• **Selected excerpt**:
Discussion of frequency responses

[olof3]

@baggepinnen @mfalt and I have been starting to look at how to utilize the specialized inversion algorithm for Hessenberg matrices that was in introduced in 1.3 to speed up the computation of frequency responses. Here are some thoughts to start of further discussions.

A question is how to exploit properly and avoid re-compuing Hessenberg factorziations too often.

1. freqresp should obvioulsy exploit the Hessenberg structure if the StateSpace is known to be structured (i.e., specific subtypes of HeteroStateSpace). However what should be done if A is a regular matrix?
   A. Should the user have to explicitly have construct a structured statespace with a Hessenberg A matrix?
   B. Should the Hessenberg factorization somehow be cached in the StateSpace object?
   C. Automatically compute a Hessenberg factorization for each call to freqresp and evalfr (probably overloading the broadcase evalfr. for StateSpace). Either a strucatured statespace could be constructed, or the factorization could just be used directly.

• **Written tasks**:
**a.** Answer these questions from the frequency responses discussion:
(i) In which version was the specialized inversion algorithm for Hessenberg matrices introduced?
(ii) Which function should obviously exploit the Hessenberg structure when the StateSpace is known to be structured?
(iii) Under option B, where would the Hessenberg factorization be cached?
**b.** Write out the stretch of the frequency responses discussion from "A. Should the" through "the StateSpace object?", word for word.

• **Material provided**:
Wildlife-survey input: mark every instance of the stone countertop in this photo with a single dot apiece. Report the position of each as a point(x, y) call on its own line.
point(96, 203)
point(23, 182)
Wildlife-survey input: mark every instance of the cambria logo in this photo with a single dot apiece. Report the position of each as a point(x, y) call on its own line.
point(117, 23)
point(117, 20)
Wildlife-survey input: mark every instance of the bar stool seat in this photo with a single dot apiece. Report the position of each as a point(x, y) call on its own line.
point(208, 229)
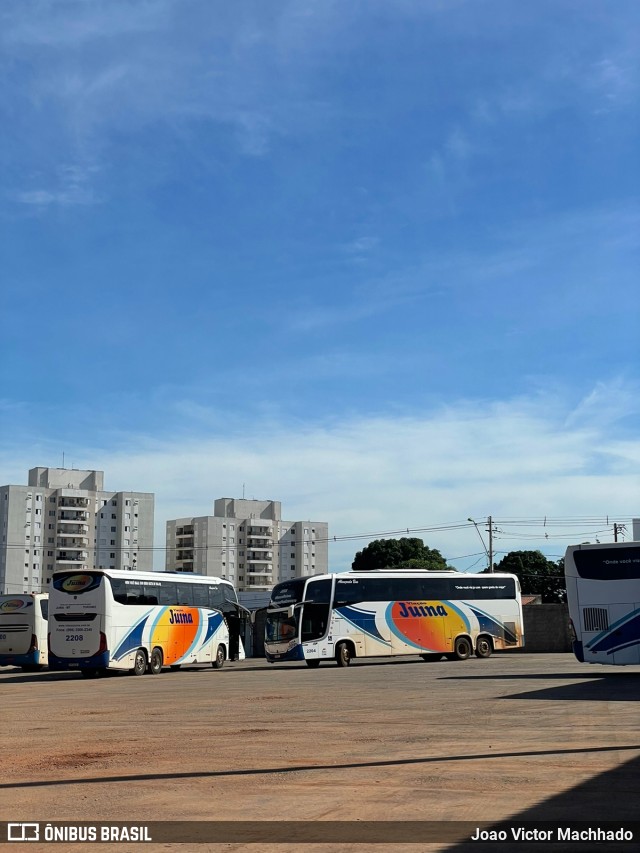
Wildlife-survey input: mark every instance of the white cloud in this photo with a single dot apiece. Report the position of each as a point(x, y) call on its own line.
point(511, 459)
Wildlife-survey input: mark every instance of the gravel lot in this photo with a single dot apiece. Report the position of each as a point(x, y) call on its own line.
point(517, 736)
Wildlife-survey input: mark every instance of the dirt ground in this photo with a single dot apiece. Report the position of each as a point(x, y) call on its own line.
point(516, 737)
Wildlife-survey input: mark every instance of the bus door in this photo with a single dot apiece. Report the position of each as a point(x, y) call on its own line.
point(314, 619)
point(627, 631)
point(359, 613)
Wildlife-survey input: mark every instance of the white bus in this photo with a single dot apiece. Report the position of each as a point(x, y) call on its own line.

==

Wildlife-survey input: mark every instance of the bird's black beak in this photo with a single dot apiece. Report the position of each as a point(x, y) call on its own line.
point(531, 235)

• **Solutions below**:
**a.**
(i) 1.3
(ii) freqresp
(iii) In the StateSpace object

**b.**
A. Should the user have to explicitly have construct a structured statespace with a Hessenberg A matrix?
   B. Should the Hessenberg factorization somehow be cached in the StateSpace object?